Segment Start: RECORD SET

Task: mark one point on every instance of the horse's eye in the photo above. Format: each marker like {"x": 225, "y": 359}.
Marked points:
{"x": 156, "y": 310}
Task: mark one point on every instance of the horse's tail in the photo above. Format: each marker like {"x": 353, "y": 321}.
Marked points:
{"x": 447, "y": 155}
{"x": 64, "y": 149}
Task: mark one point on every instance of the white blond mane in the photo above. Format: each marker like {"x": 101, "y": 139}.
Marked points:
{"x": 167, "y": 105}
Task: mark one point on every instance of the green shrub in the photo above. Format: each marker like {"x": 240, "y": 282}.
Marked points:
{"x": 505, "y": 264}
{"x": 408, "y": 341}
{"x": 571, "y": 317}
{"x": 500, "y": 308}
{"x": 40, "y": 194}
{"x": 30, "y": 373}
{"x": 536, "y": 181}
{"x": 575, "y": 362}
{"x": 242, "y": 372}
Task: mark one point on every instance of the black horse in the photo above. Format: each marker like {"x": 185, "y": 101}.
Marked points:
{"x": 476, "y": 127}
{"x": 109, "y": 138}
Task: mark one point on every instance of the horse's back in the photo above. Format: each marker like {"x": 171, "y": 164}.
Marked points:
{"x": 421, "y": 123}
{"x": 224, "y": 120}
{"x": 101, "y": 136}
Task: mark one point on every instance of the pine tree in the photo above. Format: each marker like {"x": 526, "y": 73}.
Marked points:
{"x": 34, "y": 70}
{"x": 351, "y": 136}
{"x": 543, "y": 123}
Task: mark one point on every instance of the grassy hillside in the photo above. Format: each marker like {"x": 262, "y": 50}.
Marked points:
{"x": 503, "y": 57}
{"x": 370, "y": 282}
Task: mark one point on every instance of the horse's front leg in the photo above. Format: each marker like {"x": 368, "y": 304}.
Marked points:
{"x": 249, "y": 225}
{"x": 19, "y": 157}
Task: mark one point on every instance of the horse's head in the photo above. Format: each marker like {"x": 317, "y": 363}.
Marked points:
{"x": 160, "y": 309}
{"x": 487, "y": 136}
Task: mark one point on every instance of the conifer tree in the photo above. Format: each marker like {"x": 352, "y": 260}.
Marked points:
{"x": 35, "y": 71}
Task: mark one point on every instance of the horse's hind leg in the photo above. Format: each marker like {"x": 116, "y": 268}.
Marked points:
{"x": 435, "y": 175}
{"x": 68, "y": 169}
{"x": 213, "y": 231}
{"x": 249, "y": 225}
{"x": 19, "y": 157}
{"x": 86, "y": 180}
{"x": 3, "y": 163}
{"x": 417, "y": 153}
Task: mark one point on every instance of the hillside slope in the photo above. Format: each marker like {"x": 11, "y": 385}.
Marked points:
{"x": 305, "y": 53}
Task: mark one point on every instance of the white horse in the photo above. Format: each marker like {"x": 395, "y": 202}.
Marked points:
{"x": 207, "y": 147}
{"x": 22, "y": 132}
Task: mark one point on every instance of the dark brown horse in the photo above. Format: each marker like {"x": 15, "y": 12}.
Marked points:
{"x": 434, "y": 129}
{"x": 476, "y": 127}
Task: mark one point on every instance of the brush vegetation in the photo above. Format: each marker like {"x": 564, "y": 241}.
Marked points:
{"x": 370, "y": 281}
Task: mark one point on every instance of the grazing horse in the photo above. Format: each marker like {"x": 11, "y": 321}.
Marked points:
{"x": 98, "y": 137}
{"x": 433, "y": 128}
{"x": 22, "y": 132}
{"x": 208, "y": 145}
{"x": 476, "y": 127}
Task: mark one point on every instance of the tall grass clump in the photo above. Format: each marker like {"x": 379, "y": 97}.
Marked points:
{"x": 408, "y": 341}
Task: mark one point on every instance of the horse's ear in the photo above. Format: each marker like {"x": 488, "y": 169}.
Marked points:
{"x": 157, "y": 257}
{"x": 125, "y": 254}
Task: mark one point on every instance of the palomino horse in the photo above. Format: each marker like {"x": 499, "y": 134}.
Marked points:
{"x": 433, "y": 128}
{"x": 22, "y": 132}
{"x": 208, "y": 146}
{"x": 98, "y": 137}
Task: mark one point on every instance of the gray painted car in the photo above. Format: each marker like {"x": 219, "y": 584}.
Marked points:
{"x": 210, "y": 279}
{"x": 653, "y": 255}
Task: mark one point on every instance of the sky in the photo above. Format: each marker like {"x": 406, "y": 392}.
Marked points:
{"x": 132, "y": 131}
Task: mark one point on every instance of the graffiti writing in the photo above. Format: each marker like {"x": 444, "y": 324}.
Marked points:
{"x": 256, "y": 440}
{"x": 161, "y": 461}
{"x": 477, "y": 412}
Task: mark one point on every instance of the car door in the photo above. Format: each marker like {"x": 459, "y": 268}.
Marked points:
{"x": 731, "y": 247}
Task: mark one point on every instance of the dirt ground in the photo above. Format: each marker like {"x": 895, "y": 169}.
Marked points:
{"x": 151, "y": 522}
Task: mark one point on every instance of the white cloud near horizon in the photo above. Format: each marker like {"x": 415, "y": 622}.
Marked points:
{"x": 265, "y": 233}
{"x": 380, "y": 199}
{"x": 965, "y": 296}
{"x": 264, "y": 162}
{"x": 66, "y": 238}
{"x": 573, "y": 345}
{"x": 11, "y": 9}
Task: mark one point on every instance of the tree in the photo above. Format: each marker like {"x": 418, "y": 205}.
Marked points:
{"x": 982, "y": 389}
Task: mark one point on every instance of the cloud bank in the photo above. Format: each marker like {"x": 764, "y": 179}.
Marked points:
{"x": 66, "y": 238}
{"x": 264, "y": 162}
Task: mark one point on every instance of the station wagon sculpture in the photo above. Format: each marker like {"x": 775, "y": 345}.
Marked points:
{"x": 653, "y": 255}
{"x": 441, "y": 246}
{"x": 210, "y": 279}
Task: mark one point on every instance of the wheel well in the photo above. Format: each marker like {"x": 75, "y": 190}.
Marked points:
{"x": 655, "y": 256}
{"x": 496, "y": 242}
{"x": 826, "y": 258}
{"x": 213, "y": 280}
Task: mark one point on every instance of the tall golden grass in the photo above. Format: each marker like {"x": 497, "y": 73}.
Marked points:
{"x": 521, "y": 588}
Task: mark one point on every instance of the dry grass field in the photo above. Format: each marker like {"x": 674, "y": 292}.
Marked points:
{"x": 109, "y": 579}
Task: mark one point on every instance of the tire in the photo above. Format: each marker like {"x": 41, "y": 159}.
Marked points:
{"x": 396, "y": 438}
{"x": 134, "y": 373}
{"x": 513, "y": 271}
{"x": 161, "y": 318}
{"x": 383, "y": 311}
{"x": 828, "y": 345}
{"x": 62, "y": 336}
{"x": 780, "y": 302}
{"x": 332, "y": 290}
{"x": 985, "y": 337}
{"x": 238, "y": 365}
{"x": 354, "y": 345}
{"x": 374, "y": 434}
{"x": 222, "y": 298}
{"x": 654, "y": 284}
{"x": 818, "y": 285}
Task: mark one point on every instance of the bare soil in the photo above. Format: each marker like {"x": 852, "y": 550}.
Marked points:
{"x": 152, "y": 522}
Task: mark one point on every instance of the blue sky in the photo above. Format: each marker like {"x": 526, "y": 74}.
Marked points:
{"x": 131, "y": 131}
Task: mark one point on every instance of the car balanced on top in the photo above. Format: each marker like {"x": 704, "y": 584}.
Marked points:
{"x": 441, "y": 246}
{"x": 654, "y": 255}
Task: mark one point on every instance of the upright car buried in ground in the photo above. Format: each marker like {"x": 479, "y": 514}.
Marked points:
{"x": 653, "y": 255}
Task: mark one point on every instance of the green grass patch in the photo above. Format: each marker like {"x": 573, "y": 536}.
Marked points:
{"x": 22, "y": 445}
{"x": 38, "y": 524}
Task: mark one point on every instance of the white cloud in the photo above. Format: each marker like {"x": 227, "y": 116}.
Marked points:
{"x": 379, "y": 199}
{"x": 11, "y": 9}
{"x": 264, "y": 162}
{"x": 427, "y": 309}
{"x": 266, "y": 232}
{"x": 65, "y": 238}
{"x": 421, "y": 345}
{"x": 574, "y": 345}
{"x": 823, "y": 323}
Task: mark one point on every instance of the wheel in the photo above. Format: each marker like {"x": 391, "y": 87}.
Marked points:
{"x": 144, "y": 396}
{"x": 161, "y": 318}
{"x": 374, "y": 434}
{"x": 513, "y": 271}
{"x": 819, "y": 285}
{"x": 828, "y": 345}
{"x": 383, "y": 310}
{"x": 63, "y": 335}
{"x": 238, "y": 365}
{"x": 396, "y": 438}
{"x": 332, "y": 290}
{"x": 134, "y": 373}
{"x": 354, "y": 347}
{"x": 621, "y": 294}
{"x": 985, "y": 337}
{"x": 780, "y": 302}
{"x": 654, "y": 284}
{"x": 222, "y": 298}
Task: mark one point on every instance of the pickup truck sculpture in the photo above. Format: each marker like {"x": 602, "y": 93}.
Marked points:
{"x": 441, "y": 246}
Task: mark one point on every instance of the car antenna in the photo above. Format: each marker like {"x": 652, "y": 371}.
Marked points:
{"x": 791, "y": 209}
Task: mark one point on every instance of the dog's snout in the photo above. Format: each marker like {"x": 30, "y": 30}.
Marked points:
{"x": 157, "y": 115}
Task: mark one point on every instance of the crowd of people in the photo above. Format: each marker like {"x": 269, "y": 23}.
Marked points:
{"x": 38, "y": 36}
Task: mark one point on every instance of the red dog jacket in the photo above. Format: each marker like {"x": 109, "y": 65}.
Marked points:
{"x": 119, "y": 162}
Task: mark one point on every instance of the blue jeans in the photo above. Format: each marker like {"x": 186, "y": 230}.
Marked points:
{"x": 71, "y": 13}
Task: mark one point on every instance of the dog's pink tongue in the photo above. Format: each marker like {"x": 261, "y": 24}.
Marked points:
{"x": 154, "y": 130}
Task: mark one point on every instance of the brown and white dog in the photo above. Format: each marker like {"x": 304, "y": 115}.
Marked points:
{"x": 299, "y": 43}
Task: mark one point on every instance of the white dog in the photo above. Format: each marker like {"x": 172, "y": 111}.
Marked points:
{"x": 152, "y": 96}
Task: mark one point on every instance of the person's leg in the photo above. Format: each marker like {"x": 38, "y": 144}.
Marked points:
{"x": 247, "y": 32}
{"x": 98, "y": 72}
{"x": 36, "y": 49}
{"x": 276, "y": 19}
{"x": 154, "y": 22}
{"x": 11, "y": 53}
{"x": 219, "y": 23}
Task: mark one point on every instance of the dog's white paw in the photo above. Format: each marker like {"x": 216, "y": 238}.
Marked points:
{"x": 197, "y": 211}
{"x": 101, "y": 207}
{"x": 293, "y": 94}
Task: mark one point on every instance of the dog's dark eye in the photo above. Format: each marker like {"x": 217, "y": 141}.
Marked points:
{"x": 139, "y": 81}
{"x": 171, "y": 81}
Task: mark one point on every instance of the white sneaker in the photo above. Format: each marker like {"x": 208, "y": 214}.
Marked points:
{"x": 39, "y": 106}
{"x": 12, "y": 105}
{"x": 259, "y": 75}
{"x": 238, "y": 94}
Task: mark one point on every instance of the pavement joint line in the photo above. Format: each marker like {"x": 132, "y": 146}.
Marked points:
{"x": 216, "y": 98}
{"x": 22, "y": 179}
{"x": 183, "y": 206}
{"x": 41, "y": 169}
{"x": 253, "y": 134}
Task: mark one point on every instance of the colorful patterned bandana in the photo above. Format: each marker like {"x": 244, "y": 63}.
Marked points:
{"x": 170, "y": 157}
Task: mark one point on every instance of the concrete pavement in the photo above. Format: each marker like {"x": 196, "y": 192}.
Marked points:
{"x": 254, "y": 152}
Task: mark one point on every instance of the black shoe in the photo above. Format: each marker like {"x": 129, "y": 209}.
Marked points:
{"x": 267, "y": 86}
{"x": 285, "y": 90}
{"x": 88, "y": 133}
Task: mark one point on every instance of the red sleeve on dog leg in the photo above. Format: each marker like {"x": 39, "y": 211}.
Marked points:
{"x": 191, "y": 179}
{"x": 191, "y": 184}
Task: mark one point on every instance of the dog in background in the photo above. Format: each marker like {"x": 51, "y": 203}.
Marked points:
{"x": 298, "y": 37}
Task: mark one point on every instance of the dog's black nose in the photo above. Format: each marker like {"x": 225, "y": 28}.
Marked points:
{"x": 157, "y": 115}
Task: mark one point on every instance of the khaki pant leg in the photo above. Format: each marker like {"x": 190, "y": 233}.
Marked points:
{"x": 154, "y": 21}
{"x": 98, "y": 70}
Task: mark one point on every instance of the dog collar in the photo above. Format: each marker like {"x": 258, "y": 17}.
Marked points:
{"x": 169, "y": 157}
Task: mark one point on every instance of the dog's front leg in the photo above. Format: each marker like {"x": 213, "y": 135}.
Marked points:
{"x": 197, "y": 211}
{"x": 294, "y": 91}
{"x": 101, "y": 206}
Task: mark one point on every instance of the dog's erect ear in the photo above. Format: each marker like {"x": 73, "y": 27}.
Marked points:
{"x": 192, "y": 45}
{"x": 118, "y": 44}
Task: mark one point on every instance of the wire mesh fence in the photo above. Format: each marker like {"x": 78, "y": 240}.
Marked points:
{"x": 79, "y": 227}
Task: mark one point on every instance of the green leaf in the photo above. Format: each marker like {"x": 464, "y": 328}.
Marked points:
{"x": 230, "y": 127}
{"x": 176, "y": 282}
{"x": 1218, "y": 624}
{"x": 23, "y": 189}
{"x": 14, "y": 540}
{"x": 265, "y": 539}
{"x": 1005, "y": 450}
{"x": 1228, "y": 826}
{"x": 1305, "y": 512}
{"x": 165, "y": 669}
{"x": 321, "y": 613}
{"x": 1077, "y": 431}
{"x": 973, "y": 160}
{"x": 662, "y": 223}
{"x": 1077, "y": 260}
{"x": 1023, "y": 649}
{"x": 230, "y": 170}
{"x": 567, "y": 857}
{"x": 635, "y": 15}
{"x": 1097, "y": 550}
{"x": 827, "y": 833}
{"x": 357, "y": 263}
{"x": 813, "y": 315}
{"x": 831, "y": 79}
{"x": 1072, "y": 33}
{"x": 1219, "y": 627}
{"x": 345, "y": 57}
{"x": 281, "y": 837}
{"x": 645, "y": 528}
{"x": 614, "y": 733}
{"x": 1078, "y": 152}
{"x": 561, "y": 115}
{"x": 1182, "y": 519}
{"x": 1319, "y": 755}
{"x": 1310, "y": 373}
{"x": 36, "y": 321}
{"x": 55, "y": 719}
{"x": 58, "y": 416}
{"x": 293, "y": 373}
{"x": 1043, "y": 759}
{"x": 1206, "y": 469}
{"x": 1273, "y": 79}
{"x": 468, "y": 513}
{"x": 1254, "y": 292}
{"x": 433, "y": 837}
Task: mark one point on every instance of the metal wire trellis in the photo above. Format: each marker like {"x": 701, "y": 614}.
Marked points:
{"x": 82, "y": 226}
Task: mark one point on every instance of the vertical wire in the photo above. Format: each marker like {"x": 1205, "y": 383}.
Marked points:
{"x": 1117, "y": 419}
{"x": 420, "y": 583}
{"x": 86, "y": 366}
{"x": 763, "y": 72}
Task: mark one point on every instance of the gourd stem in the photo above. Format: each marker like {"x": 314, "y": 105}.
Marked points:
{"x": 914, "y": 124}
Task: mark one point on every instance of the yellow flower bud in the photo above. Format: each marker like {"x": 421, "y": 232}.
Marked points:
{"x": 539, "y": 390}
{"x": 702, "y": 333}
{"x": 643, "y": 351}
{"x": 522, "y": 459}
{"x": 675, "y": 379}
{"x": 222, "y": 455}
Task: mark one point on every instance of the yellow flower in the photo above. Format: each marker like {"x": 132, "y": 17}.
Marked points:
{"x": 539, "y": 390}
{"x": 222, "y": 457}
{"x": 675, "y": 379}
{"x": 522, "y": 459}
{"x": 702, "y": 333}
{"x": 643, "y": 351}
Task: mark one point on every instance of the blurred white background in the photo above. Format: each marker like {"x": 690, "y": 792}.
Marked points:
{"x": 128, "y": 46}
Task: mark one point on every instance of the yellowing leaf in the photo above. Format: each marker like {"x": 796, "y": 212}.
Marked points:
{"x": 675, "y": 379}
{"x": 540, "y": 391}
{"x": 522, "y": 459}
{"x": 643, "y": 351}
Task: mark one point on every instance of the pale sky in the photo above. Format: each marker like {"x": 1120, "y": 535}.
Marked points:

Segment End: RECORD SET

Look through the entries above and list every line containing "tall".

Task: mark one point on every instance of the tall grass clump in the photo above. Format: each marker like {"x": 379, "y": 97}.
Task: mark one point on every instance of the tall golden grass in the photo above. Format: each marker like {"x": 497, "y": 73}.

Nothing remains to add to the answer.